▸ Goal of the exercise
Copy everything in the listing below word for word, apart from any images.

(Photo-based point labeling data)
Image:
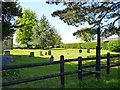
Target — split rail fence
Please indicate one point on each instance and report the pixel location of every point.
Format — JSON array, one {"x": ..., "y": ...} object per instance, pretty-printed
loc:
[{"x": 62, "y": 73}]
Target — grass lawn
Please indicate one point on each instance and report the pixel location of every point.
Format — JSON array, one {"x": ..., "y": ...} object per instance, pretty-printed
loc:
[{"x": 71, "y": 81}]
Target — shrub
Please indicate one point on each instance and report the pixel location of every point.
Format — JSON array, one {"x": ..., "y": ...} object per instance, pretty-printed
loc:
[{"x": 114, "y": 46}]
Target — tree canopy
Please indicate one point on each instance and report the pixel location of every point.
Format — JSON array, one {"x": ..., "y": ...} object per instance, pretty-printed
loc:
[
  {"x": 24, "y": 33},
  {"x": 101, "y": 15},
  {"x": 9, "y": 11}
]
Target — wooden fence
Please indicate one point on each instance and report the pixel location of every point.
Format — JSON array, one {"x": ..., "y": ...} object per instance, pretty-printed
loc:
[{"x": 62, "y": 73}]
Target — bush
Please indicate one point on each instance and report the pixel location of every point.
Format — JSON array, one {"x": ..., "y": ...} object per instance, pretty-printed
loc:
[{"x": 114, "y": 46}]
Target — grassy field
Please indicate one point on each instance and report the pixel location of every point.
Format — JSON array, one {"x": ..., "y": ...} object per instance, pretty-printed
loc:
[{"x": 71, "y": 81}]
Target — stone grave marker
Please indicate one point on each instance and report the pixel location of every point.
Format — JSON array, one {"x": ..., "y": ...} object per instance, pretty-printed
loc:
[
  {"x": 31, "y": 54},
  {"x": 49, "y": 52},
  {"x": 88, "y": 50},
  {"x": 5, "y": 61},
  {"x": 41, "y": 53},
  {"x": 80, "y": 51},
  {"x": 45, "y": 53},
  {"x": 51, "y": 58}
]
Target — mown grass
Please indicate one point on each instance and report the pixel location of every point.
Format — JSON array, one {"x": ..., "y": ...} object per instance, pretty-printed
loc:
[{"x": 71, "y": 81}]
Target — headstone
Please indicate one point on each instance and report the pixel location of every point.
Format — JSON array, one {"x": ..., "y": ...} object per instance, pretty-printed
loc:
[
  {"x": 7, "y": 53},
  {"x": 80, "y": 51},
  {"x": 49, "y": 52},
  {"x": 51, "y": 58},
  {"x": 5, "y": 61},
  {"x": 31, "y": 54},
  {"x": 45, "y": 53},
  {"x": 41, "y": 53},
  {"x": 88, "y": 50}
]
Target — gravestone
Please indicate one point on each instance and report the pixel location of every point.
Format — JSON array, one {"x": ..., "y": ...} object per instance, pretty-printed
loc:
[
  {"x": 45, "y": 53},
  {"x": 41, "y": 53},
  {"x": 88, "y": 50},
  {"x": 80, "y": 51},
  {"x": 51, "y": 58},
  {"x": 31, "y": 54},
  {"x": 7, "y": 53},
  {"x": 5, "y": 61},
  {"x": 49, "y": 52}
]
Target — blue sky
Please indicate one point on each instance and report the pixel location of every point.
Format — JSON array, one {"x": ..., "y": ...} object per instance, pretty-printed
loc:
[{"x": 40, "y": 7}]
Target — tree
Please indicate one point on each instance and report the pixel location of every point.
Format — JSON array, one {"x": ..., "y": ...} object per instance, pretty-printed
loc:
[
  {"x": 43, "y": 34},
  {"x": 93, "y": 13},
  {"x": 10, "y": 10},
  {"x": 24, "y": 33},
  {"x": 84, "y": 35}
]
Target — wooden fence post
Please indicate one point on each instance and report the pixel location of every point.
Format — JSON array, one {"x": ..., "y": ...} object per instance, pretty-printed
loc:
[
  {"x": 80, "y": 68},
  {"x": 62, "y": 69},
  {"x": 108, "y": 63},
  {"x": 97, "y": 63}
]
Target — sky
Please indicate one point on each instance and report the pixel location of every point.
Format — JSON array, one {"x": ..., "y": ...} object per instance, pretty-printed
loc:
[{"x": 64, "y": 30}]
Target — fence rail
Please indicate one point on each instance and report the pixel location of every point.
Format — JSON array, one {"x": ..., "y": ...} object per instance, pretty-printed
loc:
[{"x": 62, "y": 73}]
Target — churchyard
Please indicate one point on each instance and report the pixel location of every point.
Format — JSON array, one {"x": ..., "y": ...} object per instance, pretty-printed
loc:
[{"x": 22, "y": 56}]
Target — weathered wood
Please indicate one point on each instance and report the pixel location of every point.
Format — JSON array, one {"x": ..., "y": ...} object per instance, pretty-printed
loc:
[
  {"x": 5, "y": 61},
  {"x": 108, "y": 63},
  {"x": 98, "y": 53},
  {"x": 49, "y": 52},
  {"x": 45, "y": 53},
  {"x": 7, "y": 53},
  {"x": 42, "y": 77},
  {"x": 51, "y": 58},
  {"x": 48, "y": 63},
  {"x": 62, "y": 69},
  {"x": 88, "y": 50},
  {"x": 31, "y": 54},
  {"x": 41, "y": 53},
  {"x": 80, "y": 51},
  {"x": 80, "y": 68},
  {"x": 88, "y": 66},
  {"x": 97, "y": 63}
]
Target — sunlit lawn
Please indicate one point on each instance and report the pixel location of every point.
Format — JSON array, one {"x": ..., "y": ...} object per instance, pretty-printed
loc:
[{"x": 22, "y": 57}]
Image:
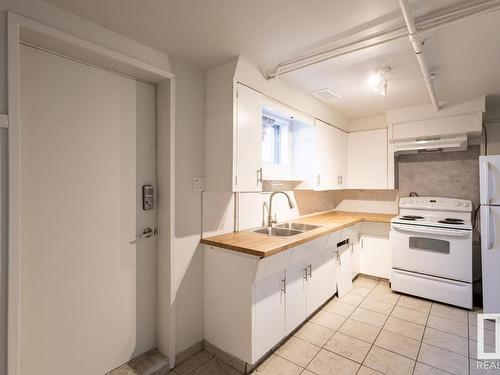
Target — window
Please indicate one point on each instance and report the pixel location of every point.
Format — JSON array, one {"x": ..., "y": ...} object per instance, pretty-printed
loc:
[{"x": 275, "y": 137}]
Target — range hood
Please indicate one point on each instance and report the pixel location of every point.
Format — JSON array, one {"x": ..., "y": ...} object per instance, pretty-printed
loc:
[{"x": 450, "y": 143}]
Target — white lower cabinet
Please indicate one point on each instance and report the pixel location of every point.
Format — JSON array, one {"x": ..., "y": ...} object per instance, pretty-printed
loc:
[
  {"x": 269, "y": 312},
  {"x": 251, "y": 304},
  {"x": 344, "y": 270},
  {"x": 355, "y": 256},
  {"x": 375, "y": 250},
  {"x": 296, "y": 285}
]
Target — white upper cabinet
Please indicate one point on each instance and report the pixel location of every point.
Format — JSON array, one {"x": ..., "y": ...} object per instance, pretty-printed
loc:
[
  {"x": 248, "y": 163},
  {"x": 325, "y": 141},
  {"x": 367, "y": 159},
  {"x": 233, "y": 134},
  {"x": 284, "y": 132},
  {"x": 331, "y": 157}
]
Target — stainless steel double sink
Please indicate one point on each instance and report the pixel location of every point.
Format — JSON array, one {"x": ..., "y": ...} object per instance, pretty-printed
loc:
[{"x": 286, "y": 229}]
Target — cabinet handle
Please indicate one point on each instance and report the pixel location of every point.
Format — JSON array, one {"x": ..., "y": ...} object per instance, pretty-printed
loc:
[{"x": 259, "y": 176}]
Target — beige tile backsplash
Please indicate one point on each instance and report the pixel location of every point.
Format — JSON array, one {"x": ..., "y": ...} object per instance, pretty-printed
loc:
[{"x": 442, "y": 174}]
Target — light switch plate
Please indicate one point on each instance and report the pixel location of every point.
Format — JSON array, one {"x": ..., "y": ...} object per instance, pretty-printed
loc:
[{"x": 198, "y": 184}]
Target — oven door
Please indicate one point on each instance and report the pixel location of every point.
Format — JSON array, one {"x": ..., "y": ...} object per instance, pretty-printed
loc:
[{"x": 432, "y": 251}]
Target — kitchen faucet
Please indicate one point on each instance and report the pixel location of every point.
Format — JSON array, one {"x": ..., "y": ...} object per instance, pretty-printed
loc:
[{"x": 270, "y": 220}]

▸ Output
Image:
Target — split rail fence
Please indicate one point on each instance and report the pixel location of every point.
Format — JSON array, one {"x": ..., "y": ...} object per instance, pretty-printed
loc:
[{"x": 62, "y": 73}]
Target — grass lawn
Please indicate one point on each instance and report the pixel location of every point.
Format — JSON array, one {"x": ..., "y": ...} object per instance, pretty-printed
loc:
[{"x": 71, "y": 81}]
Target — shrub
Please indicate one point on each instance and report the pixel location of every point.
Format — JSON array, one {"x": ..., "y": ...} object per instance, pretty-printed
loc:
[{"x": 114, "y": 46}]
Target — tree canopy
Please indicate one point on each instance and report the pixel location of every point.
Format — JSON array, one {"x": ..., "y": ...} object per instance, pretty-printed
loc:
[
  {"x": 24, "y": 33},
  {"x": 101, "y": 15},
  {"x": 9, "y": 11}
]
Target — wooden fence
Please indicate one point on each instance and report the pixel location of every point.
Format — JSON array, one {"x": ..., "y": ...} object per instance, pretty-printed
loc:
[{"x": 62, "y": 73}]
Target — bush
Please indicate one point on each instance and report the pixel location of every point.
Format — JSON array, one {"x": ..., "y": ...} object per instance, pretty-printed
loc:
[{"x": 114, "y": 46}]
Target — grassy field
Please indicate one point on each instance and report the pixel location of every point.
Format — JSON array, one {"x": ..., "y": ...} object per instance, pretty-printed
loc:
[{"x": 71, "y": 81}]
Target — stone grave marker
Please indicate one point on each instance and report the pixel location of every point.
Format — JSON array, one {"x": ..., "y": ...} object per instance, pretty-printed
loc:
[
  {"x": 31, "y": 54},
  {"x": 49, "y": 52},
  {"x": 88, "y": 50},
  {"x": 5, "y": 61},
  {"x": 41, "y": 53},
  {"x": 80, "y": 51},
  {"x": 45, "y": 53},
  {"x": 51, "y": 58}
]
Target — mown grass
Please indicate one point on each instance and report the pixel location of every point.
Format — JSON array, one {"x": ..., "y": ...} object per instance, pretty-printed
loc:
[{"x": 71, "y": 81}]
Target — headstone
Please indicate one point on each instance and report the pixel location of every point.
Format — JSON array, one {"x": ..., "y": ...} object per instance, pretty-printed
loc:
[
  {"x": 7, "y": 53},
  {"x": 80, "y": 51},
  {"x": 49, "y": 52},
  {"x": 51, "y": 58},
  {"x": 5, "y": 61},
  {"x": 31, "y": 54},
  {"x": 45, "y": 53},
  {"x": 41, "y": 53},
  {"x": 88, "y": 50}
]
Target — gravestone
Please indicate one point on each instance and report the pixel location of every point.
Format — JSON array, one {"x": ..., "y": ...} object per instance, pretty-printed
loc:
[
  {"x": 45, "y": 53},
  {"x": 41, "y": 53},
  {"x": 88, "y": 50},
  {"x": 80, "y": 51},
  {"x": 51, "y": 58},
  {"x": 31, "y": 54},
  {"x": 7, "y": 53},
  {"x": 5, "y": 61},
  {"x": 49, "y": 52}
]
Target — blue sky
Please indicate one point on each instance and report the pixel location of every point.
Format — JSON array, one {"x": ..., "y": ...} object per instance, pretty-printed
loc:
[{"x": 40, "y": 7}]
Target — tree
Please indicate one point on each instance and report the pixel location of every point.
Format — JSON array, one {"x": ..., "y": ...} object per instance, pretty-printed
loc:
[
  {"x": 43, "y": 34},
  {"x": 93, "y": 13},
  {"x": 10, "y": 10},
  {"x": 24, "y": 33},
  {"x": 84, "y": 35}
]
Target — wooden fence post
Please indicate one point on each instance and report the pixel location of every point.
Format — JSON array, one {"x": ..., "y": ...} object per instance, pretty-printed
loc:
[
  {"x": 80, "y": 68},
  {"x": 62, "y": 69},
  {"x": 108, "y": 63},
  {"x": 97, "y": 63}
]
Target — sky
Please indicate one point on each instance and report the pixel location of every point.
Format — JSON array, one {"x": ..., "y": ...} object per instance, pretty-printed
loc:
[{"x": 64, "y": 30}]
Target — fence rail
Please indicate one point on each instance and report the pixel location of every point.
Format — JSON array, one {"x": ..., "y": ...} object per instance, pretty-printed
loc:
[{"x": 62, "y": 73}]
Target — churchyard
Please indicate one point on each instance and report the pixel location of every point.
Format — JSON array, one {"x": ..., "y": ...} object per instance, pretty-printed
loc:
[{"x": 22, "y": 56}]
Target — weathered wood
Please indicate one point on each instance and report the pixel location of every point.
Format — JSON array, one {"x": ..., "y": ...} object per instance, pretty-printed
loc:
[
  {"x": 5, "y": 61},
  {"x": 108, "y": 63},
  {"x": 98, "y": 53},
  {"x": 49, "y": 52},
  {"x": 45, "y": 53},
  {"x": 7, "y": 53},
  {"x": 42, "y": 77},
  {"x": 51, "y": 58},
  {"x": 48, "y": 63},
  {"x": 62, "y": 69},
  {"x": 88, "y": 50},
  {"x": 31, "y": 54},
  {"x": 41, "y": 53},
  {"x": 80, "y": 51},
  {"x": 80, "y": 68},
  {"x": 88, "y": 66},
  {"x": 97, "y": 63}
]
Target — sunlit lawn
Please indicate one point on each instance and report the pixel location of every point.
Format — JSON array, one {"x": ..., "y": ...} object per instance, pretty-printed
loc:
[{"x": 22, "y": 57}]
Image:
Target — window
Please indicate one point on each instance and report the pixel location of every point.
Format — JSON array, one {"x": ..., "y": ...} object per instance, pretty-printed
loc:
[{"x": 275, "y": 137}]
Target — range hood
Please indicate one point on each instance and report the pixel location of every point.
Format — JSON array, one {"x": ..., "y": ...} object per instance, pretty-printed
loc:
[{"x": 450, "y": 143}]
Target — white lower cabinet
Please indicate one point on each instance and report the pixel location of every point.
Format — JSON array, one {"x": ..., "y": ...} object per instance, pretty-printed
loc:
[
  {"x": 269, "y": 312},
  {"x": 251, "y": 304},
  {"x": 344, "y": 270},
  {"x": 355, "y": 256},
  {"x": 375, "y": 250},
  {"x": 296, "y": 285}
]
Target — white upper cabinet
Please indicate one point on each instance and report the pixel location of every point.
Format — JSON array, one {"x": ..., "y": ...} object per instance, pretty-printed
loc:
[
  {"x": 248, "y": 163},
  {"x": 325, "y": 141},
  {"x": 367, "y": 159},
  {"x": 233, "y": 134},
  {"x": 284, "y": 132},
  {"x": 331, "y": 157}
]
Target — stainless steel double sink
Please indicate one point on each instance and report the pixel location of every point.
Format — JSON array, one {"x": ..., "y": ...} object per instance, pretty-printed
loc:
[{"x": 286, "y": 229}]
Target — cabinet handle
Please indicate one point on each instance and report the pixel location of every point.
Format — JSON array, one {"x": ..., "y": ...} object per instance, pretty-printed
loc:
[{"x": 259, "y": 176}]
Target — beige tile backsplash
Please indicate one point on each instance and report the pixel location of every point.
Format — JSON array, one {"x": ..., "y": ...} object per instance, pretty-printed
loc:
[{"x": 442, "y": 174}]
Target — light switch plate
Please indicate one point on each instance and report the pixel location of every point.
Format — JSON array, one {"x": ..., "y": ...} object per instance, pretty-printed
loc:
[{"x": 198, "y": 184}]
Target — oven door
Please indicate one point on each instance and report the pixel location of every point.
Format — JSON array, one {"x": ..., "y": ...} object per instance, pretty-printed
loc:
[{"x": 432, "y": 251}]
Target — kitchen faucet
Please indicate one point on each instance and report the pixel location of every point.
Format — JSON array, one {"x": ..., "y": ...} object per instance, pretty-printed
loc:
[{"x": 270, "y": 220}]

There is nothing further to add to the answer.